Outline labeling records:

--

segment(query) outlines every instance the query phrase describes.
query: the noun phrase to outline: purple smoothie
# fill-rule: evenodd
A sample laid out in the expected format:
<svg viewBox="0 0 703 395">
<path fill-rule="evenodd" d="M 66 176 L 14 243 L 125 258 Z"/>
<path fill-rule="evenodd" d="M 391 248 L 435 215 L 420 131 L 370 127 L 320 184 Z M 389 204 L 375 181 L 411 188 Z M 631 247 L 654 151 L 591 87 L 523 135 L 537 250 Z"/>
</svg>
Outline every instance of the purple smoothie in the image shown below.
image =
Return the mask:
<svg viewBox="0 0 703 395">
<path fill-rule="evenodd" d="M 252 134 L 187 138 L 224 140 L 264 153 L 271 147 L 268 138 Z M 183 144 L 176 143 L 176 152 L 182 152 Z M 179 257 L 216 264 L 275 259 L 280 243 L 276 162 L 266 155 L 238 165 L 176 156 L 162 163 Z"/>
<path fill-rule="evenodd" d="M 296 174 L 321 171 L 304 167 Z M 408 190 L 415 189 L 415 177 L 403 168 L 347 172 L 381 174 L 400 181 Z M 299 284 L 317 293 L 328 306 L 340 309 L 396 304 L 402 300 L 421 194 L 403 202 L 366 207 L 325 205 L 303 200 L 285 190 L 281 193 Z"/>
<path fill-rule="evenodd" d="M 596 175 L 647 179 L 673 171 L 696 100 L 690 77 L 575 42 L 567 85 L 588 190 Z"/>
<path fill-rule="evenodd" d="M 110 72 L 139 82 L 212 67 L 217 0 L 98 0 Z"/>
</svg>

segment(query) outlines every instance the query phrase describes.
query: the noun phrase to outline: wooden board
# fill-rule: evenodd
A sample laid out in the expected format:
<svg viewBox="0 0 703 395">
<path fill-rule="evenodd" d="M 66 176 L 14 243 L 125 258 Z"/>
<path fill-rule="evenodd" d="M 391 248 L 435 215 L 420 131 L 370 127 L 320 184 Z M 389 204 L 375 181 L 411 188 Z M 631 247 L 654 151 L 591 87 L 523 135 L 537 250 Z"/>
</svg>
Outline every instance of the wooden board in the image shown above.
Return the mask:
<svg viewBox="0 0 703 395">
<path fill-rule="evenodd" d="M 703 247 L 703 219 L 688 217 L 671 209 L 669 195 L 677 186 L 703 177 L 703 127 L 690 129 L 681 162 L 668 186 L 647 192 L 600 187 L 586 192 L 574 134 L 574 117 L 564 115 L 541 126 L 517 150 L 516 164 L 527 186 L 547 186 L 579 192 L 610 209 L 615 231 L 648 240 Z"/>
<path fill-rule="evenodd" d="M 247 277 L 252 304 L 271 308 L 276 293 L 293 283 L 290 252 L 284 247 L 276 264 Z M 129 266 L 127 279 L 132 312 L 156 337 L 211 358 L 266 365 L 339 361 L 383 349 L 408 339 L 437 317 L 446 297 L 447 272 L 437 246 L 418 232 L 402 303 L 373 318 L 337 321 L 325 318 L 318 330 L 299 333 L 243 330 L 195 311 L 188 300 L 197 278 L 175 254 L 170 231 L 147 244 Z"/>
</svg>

--

From the first line up to and including the line with "252 134 L 187", change "purple smoothie" to "green smoothie" and give those lines again with nothing else altered.

> [OUTPUT FOR THIS EXERCISE]:
segment(query) outlines every instance the query phrase describes.
query: the noun phrase to outline: green smoothie
# fill-rule: evenodd
A sample laid out in the expected format:
<svg viewBox="0 0 703 395">
<path fill-rule="evenodd" d="M 66 176 L 14 243 L 125 258 Z"/>
<path fill-rule="evenodd" d="M 391 248 L 435 215 L 420 131 L 370 127 L 320 184 Z M 389 204 L 375 181 L 411 188 Z M 631 247 L 654 151 L 591 87 L 523 135 L 537 250 Z"/>
</svg>
Outline every instance of the green smoothie in the image shown below.
image =
Return the mask:
<svg viewBox="0 0 703 395">
<path fill-rule="evenodd" d="M 252 134 L 187 138 L 224 140 L 264 153 L 271 147 L 268 138 Z M 183 144 L 176 143 L 176 152 L 182 152 Z M 179 257 L 216 264 L 275 259 L 280 243 L 276 162 L 266 155 L 238 165 L 176 156 L 162 163 Z"/>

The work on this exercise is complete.